⟨

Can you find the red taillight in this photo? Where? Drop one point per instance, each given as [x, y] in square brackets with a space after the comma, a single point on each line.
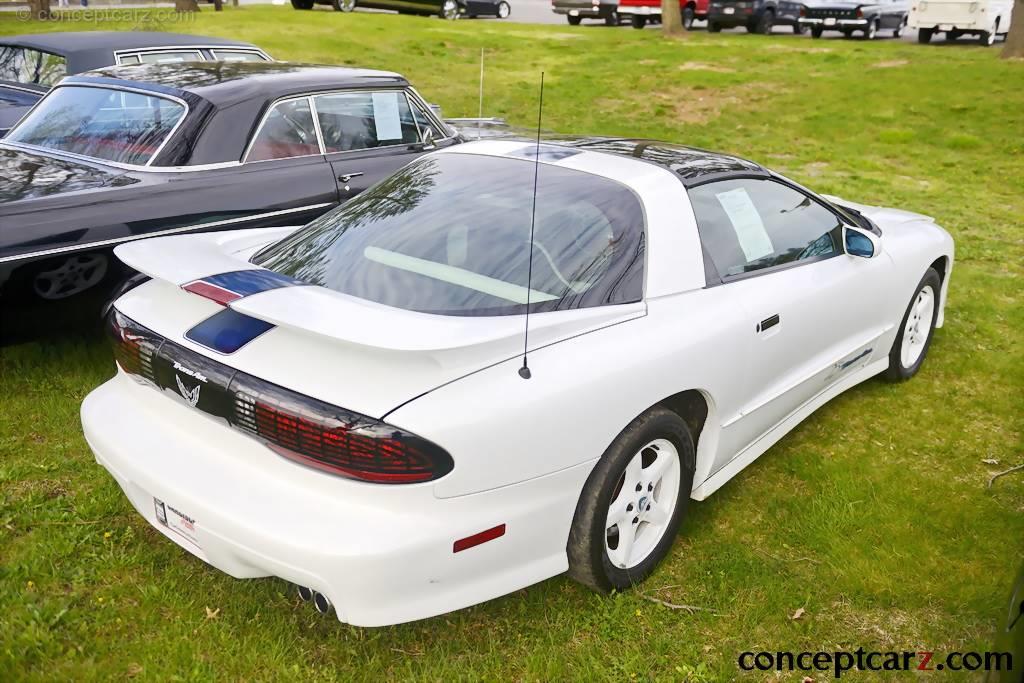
[133, 345]
[212, 292]
[331, 439]
[477, 539]
[293, 425]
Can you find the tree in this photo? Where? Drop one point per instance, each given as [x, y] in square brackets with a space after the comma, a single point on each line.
[1015, 40]
[40, 9]
[672, 18]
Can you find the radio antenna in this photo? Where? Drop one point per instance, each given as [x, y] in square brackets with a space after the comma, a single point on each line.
[524, 371]
[479, 119]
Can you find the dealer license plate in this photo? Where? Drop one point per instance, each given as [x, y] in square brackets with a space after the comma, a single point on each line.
[176, 520]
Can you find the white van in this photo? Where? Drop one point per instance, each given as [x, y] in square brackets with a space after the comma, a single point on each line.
[982, 18]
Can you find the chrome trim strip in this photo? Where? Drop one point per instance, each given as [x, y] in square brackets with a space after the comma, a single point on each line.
[124, 88]
[46, 152]
[320, 133]
[173, 230]
[184, 48]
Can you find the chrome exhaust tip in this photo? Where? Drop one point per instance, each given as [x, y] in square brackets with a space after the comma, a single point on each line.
[322, 603]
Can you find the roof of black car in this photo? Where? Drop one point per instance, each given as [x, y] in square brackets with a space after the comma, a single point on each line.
[91, 49]
[224, 83]
[690, 164]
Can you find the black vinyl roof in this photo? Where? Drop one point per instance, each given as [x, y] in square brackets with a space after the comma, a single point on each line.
[227, 83]
[92, 49]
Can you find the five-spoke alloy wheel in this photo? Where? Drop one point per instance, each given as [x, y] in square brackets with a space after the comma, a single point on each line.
[633, 503]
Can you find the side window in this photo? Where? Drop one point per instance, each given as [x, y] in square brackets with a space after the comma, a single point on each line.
[366, 120]
[287, 131]
[750, 224]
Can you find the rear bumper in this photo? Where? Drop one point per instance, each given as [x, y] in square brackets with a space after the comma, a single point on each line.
[603, 10]
[834, 24]
[382, 554]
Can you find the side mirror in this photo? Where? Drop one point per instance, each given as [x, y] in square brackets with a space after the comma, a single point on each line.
[860, 243]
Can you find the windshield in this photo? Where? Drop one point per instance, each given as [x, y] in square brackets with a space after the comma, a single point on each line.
[108, 124]
[450, 235]
[23, 65]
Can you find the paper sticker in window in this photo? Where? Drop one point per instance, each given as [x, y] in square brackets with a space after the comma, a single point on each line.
[747, 222]
[386, 116]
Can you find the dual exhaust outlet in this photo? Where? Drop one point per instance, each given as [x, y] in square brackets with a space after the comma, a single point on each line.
[321, 601]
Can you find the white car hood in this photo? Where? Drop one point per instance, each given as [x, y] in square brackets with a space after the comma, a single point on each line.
[350, 352]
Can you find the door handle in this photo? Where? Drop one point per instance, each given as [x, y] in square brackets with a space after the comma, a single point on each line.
[768, 323]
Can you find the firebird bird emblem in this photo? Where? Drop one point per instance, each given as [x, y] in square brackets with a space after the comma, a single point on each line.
[192, 395]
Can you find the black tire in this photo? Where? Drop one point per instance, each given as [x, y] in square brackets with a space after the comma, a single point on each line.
[897, 372]
[588, 555]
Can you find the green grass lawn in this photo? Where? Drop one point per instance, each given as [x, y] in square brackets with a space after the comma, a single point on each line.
[872, 517]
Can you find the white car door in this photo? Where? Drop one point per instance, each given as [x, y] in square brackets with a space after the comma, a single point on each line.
[813, 312]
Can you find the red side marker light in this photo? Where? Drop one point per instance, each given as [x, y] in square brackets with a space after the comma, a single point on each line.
[212, 292]
[477, 539]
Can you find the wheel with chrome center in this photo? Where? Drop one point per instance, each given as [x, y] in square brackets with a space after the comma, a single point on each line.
[914, 335]
[73, 275]
[450, 10]
[633, 503]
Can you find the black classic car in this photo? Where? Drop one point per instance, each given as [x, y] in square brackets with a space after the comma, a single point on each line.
[449, 9]
[30, 65]
[755, 15]
[577, 10]
[126, 153]
[847, 17]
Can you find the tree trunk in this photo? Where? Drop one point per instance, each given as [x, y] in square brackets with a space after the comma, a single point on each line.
[1015, 40]
[672, 18]
[40, 9]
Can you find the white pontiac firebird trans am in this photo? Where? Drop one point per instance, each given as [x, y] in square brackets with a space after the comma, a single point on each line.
[342, 404]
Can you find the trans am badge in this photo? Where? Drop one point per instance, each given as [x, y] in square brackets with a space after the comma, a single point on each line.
[192, 395]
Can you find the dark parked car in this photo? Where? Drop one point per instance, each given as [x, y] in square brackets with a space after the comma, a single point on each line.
[755, 15]
[577, 10]
[449, 9]
[1010, 637]
[867, 18]
[30, 65]
[135, 152]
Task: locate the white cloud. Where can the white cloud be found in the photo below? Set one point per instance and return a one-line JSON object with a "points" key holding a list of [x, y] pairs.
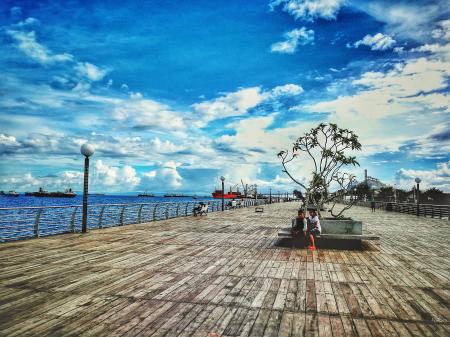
{"points": [[140, 113], [164, 178], [310, 10], [411, 94], [404, 19], [114, 178], [377, 42], [90, 71], [439, 177], [437, 49], [6, 140], [442, 31], [165, 146], [287, 90], [26, 42], [293, 39], [232, 104]]}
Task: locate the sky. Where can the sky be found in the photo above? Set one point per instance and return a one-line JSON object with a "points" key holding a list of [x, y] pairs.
{"points": [[175, 94]]}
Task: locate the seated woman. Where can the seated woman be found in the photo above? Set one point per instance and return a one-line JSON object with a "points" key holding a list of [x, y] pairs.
{"points": [[299, 222], [314, 230], [198, 209]]}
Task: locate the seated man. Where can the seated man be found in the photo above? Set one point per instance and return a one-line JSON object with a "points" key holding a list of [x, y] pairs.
{"points": [[198, 209], [204, 209], [299, 222], [314, 230]]}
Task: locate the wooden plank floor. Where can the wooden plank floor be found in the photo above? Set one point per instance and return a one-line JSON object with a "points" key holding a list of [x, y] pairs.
{"points": [[227, 274]]}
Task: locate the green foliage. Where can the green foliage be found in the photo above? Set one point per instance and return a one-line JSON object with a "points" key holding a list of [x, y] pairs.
{"points": [[328, 147], [362, 191]]}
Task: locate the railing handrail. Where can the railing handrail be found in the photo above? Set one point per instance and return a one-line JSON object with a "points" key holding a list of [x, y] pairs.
{"points": [[97, 205], [408, 203], [36, 221]]}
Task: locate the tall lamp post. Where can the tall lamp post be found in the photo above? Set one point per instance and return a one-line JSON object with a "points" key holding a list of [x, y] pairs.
{"points": [[417, 180], [222, 178], [86, 150]]}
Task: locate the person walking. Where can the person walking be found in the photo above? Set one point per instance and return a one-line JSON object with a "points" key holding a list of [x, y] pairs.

⟩

» **Exercise brief**: Please reproduce all the material exactly. Pictures stay out of the copy.

» **Solution to the problem**:
Can you find the red taillight in this photo? Where? Drop one point per instance, each given as [x, y] in square brackets with a space after the comma, a single point on each line.
[133, 345]
[212, 292]
[331, 439]
[477, 539]
[293, 425]
Can you find the tree in this photo? Where? Drop one point per instance, each given as [x, y] in square brackets with a space after the comma, a single point on each line.
[1015, 40]
[40, 9]
[672, 18]
Can you find the radio antenna in this photo? Where? Drop one point per instance, each given as [x, y] in square brackets with a space after the comma, a single point on each line.
[524, 371]
[479, 119]
Can you find the dealer license plate in this photo? Where? Drop one point per instance, each given as [x, y] in square brackets with a space after the comma, a single point on each line.
[176, 520]
Can you find the white van in this photo? Where? Drop one point per instance, each given as [x, y] in square brackets with a space after the comma, a single point on each line.
[982, 18]
Can you find the chrome trim strip in this photo? Where? Drop one point per instance, each given as [x, y] in square brackets with a space after the comma, a single point on each line.
[124, 88]
[46, 152]
[320, 133]
[173, 230]
[184, 48]
Can you find the chrome exhaust tip in this photo? Where? Drop one point per instance, each given as [x, y] in square brackets with a space after the comma, a single point on each line.
[322, 603]
Can you find the roof of black car in this photo? Where? Drop one point per instance, each given as [x, y] in square brackets with a space after the comma, a single point on each line.
[91, 49]
[224, 83]
[690, 164]
Can you find the black vinyl roof in this photo? Where? Drop one point per instance, each given as [x, y] in square brackets with a space after the comma, a single point on each line.
[227, 83]
[92, 49]
Can you find the five-spoke alloy wheel in this photo? Where? Drop one point per instance, each given as [x, y] in square brackets with a space after the comma, a single point on each line.
[633, 503]
Can you find the side window in this photo? Where? Drop one point per instance, each given as [x, y] in square brackets with a space after the comma, a single point on each line.
[366, 120]
[287, 131]
[750, 224]
Can you find the rear bumper in this photo? Where? Drop one point per instance, each given as [x, y] in square brackets with a space after the comma, a single point on each line.
[603, 10]
[834, 24]
[382, 554]
Can you find the side mirror in this photo? Where? Drop one point per instance, each given as [x, y] in square brackets with a space after the comma, a single point on each line.
[860, 243]
Can you find the windshield in this photo? Where? Drop one point per instance, each given as [x, y] in square brackets with a space after the comma, a single point on each line.
[108, 124]
[450, 235]
[23, 65]
Can you find the paper sticker in window in this photo? Where? Drop one point per instance, each given as [x, y] in square brackets with a space after the comma, a single point on each line.
[747, 222]
[386, 116]
Can you find the dual exhaust outlet in this photo? Where? Drop one point per instance, each given as [x, y] in square brackets with a space after the comma, a single point on each line.
[321, 601]
Can you find the white car hood in this photo? Where? Drop one point per instance, each given as [x, y] in square brackets with a space after the comma, a single point on each line.
[350, 352]
Can you find the door handle in this photo? Where? Drop one point per instance, each given as [x, y] in square brackets with a space after the comma, a single point on each line.
[768, 323]
Can you find the firebird bird emblem in this photo? Where? Drop one point per instance, each given as [x, y] in square brackets with a space after the comma, a single point on each line.
[192, 395]
Can you find the black tire in this photo? Where? Drop one point per instance, each given as [x, y] in square brackets with a space after the comma, a single point on each line.
[897, 372]
[588, 555]
Can you find the green grass lawn in this photo? Where? Drop one point per instance, each given as [x, y] in square brackets with a space after the comma, a single point on each line.
[872, 517]
Can you find the white car door in this photo? Where? Drop one point per instance, each given as [x, y] in square brackets with a space after the comma, a single point on each line.
[813, 312]
Can you find the red side marker light in this photo? Where? Drop one point per instance, each given as [x, y] in square brackets with a space after the comma, a single point on each line.
[212, 292]
[477, 539]
Can you find the wheel with chrome center in this photo? Where? Drop one point per instance, each given as [x, y] in square brackets with a space after the comma, a single point on each line.
[914, 335]
[73, 275]
[450, 10]
[633, 503]
Can you find the black classic car in this photo? Where? Drop one point per instance, each given as [x, y] in square brackets with a space after the comma, a single point on each line.
[449, 9]
[30, 65]
[755, 15]
[577, 10]
[126, 153]
[847, 17]
Can you find the tree trunk in this photo? Where? Drop one point per instance, each given as [x, y] in square brackets with a space after the comma, a single point on each line.
[1015, 40]
[672, 18]
[40, 9]
Can you find the white pontiac firebird trans am in this photo? Where? Drop one point per instance, each given as [x, y] in square brackets with a space after the comma, a single point on each line.
[342, 404]
Can you find the trans am badge in this photo? Where? Drop one point per instance, each given as [x, y] in square brackets with a space after the comma, a single point on each line.
[192, 395]
Can you find the dark parked car in this photo? Where? Drop one point per instance, each given as [x, y] in square brackets with a space after the comma, a single point on each line.
[755, 15]
[577, 10]
[449, 9]
[1010, 637]
[867, 18]
[30, 65]
[135, 152]
Task: locate the white cloud. Where can the white cloud be found in the photo below? Set one point per instance and return a one-line JSON object with a "points" key holding a list of [x, y] pairs.
{"points": [[140, 113], [164, 178], [310, 10], [411, 94], [404, 19], [114, 178], [377, 42], [90, 71], [439, 177], [437, 49], [6, 140], [442, 31], [165, 146], [287, 90], [26, 42], [293, 39], [232, 104]]}
Task: locate the sky. Where can the sky be found in the photo above? Set one point per instance and return a one-line JSON object with a "points" key holding a list of [x, y] pairs.
{"points": [[175, 94]]}
Task: locate the seated woman. Where can the seated woman be found in the photo above? Set one point per instance and return a one-line JSON object with a "points" key holding a list of [x, y] pairs.
{"points": [[299, 222], [314, 230], [198, 209]]}
Task: locate the seated man. Where can the seated man be found in the photo above? Set one point per instance and return a one-line JSON object with a "points" key holding a list of [x, y] pairs.
{"points": [[198, 209], [204, 209], [299, 222], [314, 230]]}
Task: locate the wooden plank floor. Where can the wooden plank floor be found in the photo above? Set one point per instance and return a one-line JSON object with a "points" key holding a list of [x, y] pairs.
{"points": [[227, 274]]}
Task: locate the green foliage. Where can the green foliage be found in the photo above? Set one point per instance and return a one-line JSON object with a "points" key holding a list of [x, y] pairs.
{"points": [[328, 147], [362, 191]]}
Task: locate the railing handrail. Where can the railing handrail be found in the photo above? Set one point per instance and return a one-line JSON object with a "points" key holding a list of [x, y] pairs.
{"points": [[97, 205], [408, 203], [36, 221]]}
Task: locate the tall lamp post. Where can the tall lamp post be found in the photo above? Set one point per instance and return a one-line JSON object with a "points" key holding a list of [x, y] pairs.
{"points": [[417, 180], [222, 178], [86, 150]]}
Task: locate the person walking. Where can the person walking be found in the photo above? Set one point per instance and return a one-line JSON object with a "points" key holding a list of [x, y] pairs.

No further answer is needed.